▶ _Task to complete_
Only the lines below starting at the one that contains "Target: white and blue kit" and ending at the one that contains "Report the position of every instance of the player sliding" are to be reproduced, exactly and with both ends kept.

==================================================

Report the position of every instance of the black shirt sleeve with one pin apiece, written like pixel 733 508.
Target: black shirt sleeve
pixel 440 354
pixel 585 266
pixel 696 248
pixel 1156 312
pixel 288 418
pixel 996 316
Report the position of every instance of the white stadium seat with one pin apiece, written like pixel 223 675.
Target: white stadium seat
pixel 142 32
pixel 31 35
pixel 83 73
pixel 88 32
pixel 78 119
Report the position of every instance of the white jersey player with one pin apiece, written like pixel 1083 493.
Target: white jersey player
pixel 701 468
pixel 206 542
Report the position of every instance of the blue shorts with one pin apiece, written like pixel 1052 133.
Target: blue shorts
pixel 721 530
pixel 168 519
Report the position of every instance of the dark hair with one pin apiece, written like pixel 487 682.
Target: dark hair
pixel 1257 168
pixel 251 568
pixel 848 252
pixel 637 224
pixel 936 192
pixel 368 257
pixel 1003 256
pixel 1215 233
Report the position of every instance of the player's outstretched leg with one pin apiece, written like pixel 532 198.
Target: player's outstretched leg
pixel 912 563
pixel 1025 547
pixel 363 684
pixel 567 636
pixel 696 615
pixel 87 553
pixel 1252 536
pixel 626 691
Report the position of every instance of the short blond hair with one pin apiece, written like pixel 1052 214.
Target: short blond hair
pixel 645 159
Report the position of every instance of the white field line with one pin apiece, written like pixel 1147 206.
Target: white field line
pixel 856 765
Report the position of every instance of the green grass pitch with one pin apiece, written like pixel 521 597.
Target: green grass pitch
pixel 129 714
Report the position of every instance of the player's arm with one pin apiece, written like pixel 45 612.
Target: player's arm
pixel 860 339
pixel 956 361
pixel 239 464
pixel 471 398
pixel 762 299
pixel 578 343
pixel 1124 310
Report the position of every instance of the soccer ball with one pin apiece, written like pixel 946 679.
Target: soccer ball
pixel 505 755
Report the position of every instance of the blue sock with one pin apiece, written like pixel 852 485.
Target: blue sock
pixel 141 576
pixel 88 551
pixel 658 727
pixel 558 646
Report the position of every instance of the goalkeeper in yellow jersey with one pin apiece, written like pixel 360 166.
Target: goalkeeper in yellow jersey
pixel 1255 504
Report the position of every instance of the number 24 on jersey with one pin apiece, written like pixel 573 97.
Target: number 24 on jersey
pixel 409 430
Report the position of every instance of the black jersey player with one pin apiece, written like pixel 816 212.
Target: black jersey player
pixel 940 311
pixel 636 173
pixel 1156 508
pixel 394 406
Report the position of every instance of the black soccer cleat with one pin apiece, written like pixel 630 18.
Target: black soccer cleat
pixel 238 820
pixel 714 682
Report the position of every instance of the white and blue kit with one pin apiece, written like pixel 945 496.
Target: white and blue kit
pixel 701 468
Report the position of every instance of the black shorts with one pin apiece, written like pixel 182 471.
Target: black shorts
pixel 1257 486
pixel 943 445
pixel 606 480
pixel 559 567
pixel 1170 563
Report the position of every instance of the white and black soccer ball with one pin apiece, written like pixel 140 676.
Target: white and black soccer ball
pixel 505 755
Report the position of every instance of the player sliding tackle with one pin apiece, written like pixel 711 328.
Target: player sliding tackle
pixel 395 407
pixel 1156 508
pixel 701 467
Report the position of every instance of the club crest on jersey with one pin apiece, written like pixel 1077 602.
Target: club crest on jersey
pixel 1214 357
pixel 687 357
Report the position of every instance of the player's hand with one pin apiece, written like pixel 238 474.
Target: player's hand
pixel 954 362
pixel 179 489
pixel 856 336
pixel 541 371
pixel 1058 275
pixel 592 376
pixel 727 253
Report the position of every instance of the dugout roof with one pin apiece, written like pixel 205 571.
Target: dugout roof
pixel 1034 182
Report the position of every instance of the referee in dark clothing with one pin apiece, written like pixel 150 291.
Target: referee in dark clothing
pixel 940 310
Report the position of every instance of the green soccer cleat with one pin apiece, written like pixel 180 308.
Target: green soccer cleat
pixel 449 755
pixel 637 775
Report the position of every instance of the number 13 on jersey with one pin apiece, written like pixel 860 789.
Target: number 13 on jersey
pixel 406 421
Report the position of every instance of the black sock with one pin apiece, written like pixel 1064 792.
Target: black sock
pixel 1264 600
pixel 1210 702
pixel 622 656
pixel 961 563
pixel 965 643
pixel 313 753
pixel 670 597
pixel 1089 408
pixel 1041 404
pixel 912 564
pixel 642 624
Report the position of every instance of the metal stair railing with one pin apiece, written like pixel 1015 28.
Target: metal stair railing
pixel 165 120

==================================================

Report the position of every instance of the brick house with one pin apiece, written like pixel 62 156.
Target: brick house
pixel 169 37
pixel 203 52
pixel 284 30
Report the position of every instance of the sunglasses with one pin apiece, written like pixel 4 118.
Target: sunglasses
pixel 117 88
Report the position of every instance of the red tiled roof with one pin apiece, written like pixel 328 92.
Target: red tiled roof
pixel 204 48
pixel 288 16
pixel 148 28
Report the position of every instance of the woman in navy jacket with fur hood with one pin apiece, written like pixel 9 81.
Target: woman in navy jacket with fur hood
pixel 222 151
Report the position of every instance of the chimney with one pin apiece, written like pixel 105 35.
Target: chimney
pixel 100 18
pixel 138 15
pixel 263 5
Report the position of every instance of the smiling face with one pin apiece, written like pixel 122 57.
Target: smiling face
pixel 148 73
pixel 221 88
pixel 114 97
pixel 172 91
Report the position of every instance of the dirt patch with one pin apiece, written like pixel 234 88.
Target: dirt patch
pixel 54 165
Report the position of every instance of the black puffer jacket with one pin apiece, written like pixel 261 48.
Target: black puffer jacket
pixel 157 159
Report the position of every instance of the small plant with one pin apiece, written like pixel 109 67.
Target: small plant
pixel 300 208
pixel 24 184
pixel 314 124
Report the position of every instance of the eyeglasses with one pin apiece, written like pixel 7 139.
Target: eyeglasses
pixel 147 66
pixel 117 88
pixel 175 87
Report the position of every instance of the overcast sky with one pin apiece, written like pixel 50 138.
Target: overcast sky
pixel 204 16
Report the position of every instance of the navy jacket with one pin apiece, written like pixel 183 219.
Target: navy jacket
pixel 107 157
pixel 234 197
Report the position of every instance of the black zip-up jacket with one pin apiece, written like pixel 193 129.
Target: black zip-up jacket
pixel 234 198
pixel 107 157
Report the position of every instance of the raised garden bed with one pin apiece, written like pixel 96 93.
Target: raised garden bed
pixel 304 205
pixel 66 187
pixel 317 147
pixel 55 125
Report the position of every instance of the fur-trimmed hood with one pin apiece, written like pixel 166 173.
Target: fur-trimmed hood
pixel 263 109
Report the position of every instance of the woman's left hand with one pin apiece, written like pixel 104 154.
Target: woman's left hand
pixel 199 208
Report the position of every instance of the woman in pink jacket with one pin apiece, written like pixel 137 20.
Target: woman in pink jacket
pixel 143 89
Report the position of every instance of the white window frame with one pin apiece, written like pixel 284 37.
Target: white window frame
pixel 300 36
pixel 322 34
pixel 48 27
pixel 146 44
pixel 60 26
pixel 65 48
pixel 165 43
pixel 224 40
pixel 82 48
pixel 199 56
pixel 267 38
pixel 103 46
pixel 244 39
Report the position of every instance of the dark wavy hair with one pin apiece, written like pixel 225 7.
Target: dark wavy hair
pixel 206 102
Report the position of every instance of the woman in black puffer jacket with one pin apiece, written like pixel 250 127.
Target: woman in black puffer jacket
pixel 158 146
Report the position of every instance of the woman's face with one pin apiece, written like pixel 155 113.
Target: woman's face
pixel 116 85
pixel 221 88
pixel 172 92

==================================================

▶ _Solution to this task_
Target: white and blue kit
pixel 701 468
Report the position of every instance of the black shorts with one pin apiece, written like pixel 182 471.
Target: black shorts
pixel 1257 486
pixel 943 445
pixel 606 480
pixel 559 567
pixel 1170 563
Report the position of every instance of the white and black soccer ball with one pin apiece, written like pixel 140 676.
Target: white and black soccer ball
pixel 505 755
Report the position of every instance of the player sliding tackle with one pin apiece, written like pixel 711 328.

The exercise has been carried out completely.